Text shown
┄┄┄┄┄┄┄┄┄┄┄┄┄┄┄┄┄┄┄┄

One of the most important questions that must be asked when your solutions are being implemented is: “How quickly can we begin to drive value?” Out-of-the-box marketing automation campaigns are important because they can allow businesses to begin using their new solution immediately to drive revenue while they are learning the ins and out of it. Will your new solution allow you to, for example, set up key ecommerce flows like abandoned cart or an automated welcome email series to help generate revenue from low-hanging fruit? Having customer-centric marketing automation use cases is important at every stage of operating your martech stack, but it is especially important early on to begin the process of driving revenue and personalizing content for your customers.

On-site Optimization and Personalization

The data you’ve collected doesn’t just have to serve you for omnichannel campaigns. It can be put to work on your website as well.

There isn’t a much better user experience than a customer navigating to your website and immediately seeing the perfect recommendation. Recommendations generate an important portion of revenue for the world’s biggest companies, including Amazon, Netflix, and eBay.

These companies, and many more, place these product recommendations on their homepage, category detail pages, product detail pages, checkout page, and a myriad of other locations that customers are likely to convert from. Your personalized product recommendations must leverage all your customer and catalog data to find the most suitable items for each individual customer in a given situation.

Let’s look at product recommendations with a contentious tool: pop-ups. Many people find them incredibly annoying, but that’s because they aren’t often used correctly.

The key with pop-up experiences on your website is to get the context, content, and audience correct. Instead of treating pop-ups and banners as digital loudspeakers, think of them as just another communication channel to reach your customers. Apply the same personalized and segmented approach that you would with email or mobile marketing tactics.

Ask yourself key questions — is this offer being displayed attractive enough? Is the content relevant to those seeing the banner? If the answer to those questions is no and you display it anyway, you run the risk of customers exiting your site as quickly as they signed on.

Don’t forget that sometimes small changes can make all the difference with personalization. Running A/B tests and analyzing the results can make a massive impact on your commerce-driving team. If your marketing technology stack has the capability to make instant adjustments to your website design based on those results, you can easily implement important changes that make a big difference to the bottom line.

Put Onsite Personalization Into Practice

Many vendors in today’s market can offer some type of solution that can offer personalized product recommendations to repeat visitors. But how many can offer real-time recommendations to first-time visitors? Being able to personalize the experience of a first-time visitor is a differentiator in the digital age. This powerful approach ensures that all of your visitors get a personal touch during their first interaction with your brand and considerably increases the possibility of a conversion on that first visit. Think bigger with product recommendations and keep first-time visitors in mind.

┄┄┄┄┄┄┄┄┄┄┄┄┄┄┄┄┄┄┄┄

Data rows
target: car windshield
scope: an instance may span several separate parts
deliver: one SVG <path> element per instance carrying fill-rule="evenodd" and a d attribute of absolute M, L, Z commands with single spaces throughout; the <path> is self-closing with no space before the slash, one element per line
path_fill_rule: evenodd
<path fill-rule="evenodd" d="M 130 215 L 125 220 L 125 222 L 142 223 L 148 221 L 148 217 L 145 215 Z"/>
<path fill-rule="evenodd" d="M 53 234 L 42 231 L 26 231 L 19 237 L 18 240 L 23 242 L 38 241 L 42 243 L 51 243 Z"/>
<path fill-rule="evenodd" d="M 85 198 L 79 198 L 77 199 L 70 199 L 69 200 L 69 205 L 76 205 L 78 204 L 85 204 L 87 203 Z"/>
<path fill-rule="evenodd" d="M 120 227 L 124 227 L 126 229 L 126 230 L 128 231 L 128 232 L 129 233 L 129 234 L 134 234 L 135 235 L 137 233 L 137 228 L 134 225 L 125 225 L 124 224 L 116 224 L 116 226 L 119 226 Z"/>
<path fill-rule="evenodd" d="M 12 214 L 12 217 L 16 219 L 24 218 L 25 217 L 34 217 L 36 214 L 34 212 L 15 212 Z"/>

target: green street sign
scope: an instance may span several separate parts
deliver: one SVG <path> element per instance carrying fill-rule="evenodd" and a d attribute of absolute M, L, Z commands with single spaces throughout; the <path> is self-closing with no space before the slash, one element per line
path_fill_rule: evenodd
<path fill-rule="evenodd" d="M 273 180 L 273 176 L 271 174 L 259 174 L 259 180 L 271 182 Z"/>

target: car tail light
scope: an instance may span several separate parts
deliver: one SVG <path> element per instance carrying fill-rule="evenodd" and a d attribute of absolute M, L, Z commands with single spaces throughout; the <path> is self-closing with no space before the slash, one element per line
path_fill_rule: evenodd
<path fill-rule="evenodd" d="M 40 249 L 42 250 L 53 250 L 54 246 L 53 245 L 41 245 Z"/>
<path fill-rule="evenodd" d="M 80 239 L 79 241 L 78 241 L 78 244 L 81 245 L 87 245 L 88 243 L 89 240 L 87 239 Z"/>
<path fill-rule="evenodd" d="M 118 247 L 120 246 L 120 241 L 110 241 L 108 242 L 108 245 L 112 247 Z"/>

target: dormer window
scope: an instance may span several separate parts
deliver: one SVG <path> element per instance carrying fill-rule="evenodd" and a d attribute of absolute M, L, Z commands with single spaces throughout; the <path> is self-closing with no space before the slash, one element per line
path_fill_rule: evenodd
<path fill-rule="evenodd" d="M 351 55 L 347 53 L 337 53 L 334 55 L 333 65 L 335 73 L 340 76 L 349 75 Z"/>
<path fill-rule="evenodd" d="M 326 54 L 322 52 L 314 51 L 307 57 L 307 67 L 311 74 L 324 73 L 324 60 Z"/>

┄┄┄┄┄┄┄┄┄┄┄┄┄┄┄┄┄┄┄┄

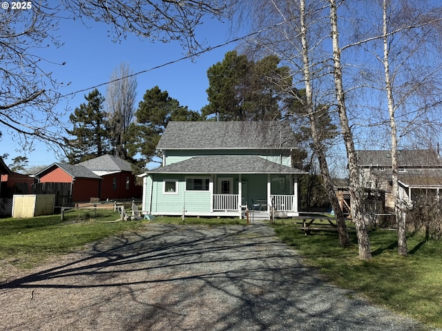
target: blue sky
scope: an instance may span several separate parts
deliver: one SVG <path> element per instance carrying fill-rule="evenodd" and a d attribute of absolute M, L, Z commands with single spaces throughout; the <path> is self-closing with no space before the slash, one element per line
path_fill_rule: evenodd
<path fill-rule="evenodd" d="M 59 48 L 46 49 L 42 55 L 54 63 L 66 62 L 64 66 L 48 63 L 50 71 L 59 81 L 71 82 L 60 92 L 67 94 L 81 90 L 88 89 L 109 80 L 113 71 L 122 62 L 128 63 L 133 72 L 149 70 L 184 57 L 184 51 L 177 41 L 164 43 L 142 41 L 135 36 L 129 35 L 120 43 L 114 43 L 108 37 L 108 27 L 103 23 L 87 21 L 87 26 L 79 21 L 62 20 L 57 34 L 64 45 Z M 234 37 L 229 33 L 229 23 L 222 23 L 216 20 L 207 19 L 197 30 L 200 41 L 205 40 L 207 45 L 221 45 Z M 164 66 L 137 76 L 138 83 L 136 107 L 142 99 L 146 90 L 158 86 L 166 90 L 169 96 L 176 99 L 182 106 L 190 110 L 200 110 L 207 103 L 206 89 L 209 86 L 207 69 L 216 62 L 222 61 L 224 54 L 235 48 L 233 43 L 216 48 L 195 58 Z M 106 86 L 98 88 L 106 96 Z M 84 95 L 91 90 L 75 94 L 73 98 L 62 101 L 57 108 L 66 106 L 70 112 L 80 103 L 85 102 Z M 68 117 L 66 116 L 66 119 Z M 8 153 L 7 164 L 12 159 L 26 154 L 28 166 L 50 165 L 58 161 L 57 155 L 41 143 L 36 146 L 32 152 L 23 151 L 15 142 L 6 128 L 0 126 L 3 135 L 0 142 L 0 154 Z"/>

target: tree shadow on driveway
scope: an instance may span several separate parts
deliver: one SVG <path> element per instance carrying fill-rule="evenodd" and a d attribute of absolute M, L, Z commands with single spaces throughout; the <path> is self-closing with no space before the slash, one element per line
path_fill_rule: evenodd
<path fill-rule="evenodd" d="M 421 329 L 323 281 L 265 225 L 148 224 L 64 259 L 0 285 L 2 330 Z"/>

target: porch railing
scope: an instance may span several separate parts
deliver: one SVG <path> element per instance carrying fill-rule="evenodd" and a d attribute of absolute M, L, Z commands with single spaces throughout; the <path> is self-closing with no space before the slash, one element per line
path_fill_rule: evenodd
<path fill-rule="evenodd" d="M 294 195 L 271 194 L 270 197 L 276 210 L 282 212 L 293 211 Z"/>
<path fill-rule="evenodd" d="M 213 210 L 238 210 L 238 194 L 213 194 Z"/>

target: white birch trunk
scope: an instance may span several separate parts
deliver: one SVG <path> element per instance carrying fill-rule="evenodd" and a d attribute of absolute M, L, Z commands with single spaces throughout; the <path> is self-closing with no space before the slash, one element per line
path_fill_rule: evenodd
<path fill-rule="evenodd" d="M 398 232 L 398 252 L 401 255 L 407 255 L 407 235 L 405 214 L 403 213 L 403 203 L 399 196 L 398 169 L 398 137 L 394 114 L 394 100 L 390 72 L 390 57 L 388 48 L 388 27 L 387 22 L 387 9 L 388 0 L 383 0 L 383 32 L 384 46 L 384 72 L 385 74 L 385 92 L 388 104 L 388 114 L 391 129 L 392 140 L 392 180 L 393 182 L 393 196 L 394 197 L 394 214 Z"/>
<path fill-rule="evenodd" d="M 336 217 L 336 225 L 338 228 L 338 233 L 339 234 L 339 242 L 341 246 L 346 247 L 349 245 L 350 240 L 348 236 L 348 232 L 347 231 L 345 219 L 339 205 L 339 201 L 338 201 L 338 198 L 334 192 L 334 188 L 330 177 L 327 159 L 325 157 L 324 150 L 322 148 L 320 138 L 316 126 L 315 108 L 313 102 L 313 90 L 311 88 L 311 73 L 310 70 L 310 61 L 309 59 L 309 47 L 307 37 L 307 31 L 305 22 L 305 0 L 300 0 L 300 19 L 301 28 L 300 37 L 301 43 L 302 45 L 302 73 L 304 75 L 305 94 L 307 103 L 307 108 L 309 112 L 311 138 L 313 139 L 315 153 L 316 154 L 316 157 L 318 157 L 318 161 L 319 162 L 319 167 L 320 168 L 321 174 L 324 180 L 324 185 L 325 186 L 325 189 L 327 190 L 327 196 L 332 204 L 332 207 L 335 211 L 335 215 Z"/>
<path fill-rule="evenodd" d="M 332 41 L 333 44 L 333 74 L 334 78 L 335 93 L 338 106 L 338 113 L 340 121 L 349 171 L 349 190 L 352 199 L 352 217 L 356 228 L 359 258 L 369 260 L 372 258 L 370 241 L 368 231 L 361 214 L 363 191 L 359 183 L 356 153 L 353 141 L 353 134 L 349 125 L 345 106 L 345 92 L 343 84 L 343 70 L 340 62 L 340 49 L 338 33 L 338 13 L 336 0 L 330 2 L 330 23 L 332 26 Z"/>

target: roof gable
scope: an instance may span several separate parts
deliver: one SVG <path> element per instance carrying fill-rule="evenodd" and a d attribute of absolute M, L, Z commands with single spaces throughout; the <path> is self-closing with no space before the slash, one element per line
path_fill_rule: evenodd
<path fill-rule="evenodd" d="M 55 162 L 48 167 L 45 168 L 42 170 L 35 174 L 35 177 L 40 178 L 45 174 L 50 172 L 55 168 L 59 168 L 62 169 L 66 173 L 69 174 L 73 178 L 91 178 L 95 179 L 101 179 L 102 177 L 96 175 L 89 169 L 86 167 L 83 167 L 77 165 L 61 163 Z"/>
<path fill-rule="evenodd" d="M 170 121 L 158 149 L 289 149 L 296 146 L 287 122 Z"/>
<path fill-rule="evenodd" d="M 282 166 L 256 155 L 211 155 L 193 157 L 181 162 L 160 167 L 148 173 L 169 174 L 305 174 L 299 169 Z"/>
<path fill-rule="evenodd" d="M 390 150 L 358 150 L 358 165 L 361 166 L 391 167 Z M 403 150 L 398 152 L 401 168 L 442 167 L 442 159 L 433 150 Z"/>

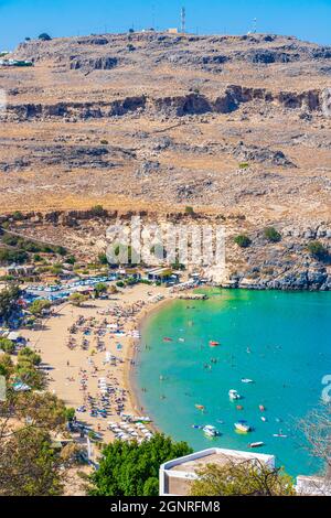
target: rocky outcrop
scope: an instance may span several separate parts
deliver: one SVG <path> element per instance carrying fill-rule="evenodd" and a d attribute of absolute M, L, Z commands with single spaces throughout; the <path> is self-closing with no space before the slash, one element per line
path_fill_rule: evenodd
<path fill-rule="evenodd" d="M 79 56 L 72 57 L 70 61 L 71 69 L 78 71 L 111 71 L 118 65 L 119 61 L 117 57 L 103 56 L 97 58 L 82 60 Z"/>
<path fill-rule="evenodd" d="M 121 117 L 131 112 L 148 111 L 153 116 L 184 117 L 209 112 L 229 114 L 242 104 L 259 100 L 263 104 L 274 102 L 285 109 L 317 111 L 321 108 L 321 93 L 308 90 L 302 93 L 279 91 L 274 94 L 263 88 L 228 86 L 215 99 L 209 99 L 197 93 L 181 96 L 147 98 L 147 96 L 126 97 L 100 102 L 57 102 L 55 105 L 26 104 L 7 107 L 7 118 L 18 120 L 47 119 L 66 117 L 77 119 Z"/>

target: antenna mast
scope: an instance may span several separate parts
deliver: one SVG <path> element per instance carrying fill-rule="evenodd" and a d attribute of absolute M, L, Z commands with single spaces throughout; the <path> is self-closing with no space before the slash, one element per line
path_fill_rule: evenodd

┄┄┄┄┄┄┄┄┄┄┄┄┄┄┄┄┄┄┄┄

Given task
Decide whether each statement below agrees with the text on marketing automation and on-site personalization. Answer yes or no for each, and quote the words of the text that decide it.
(a) Pop-ups annoy many people because they are often not used correctly.
(b) Few vendors can offer personalized product recommendations to repeat visitors.
(c) Amazon, Netflix, and Google are named as companies that earn an important portion of revenue from recommendations.

Result of the exercise
(a) Yes: "Many people find them incredibly annoying, but that’s because they aren’t often used correctly."
(b) No: "Many vendors in today’s market can offer some type of solution that can offer personalized product recommendations to repeat visitors."
(c) No: "including Amazon, Netflix, and eBay."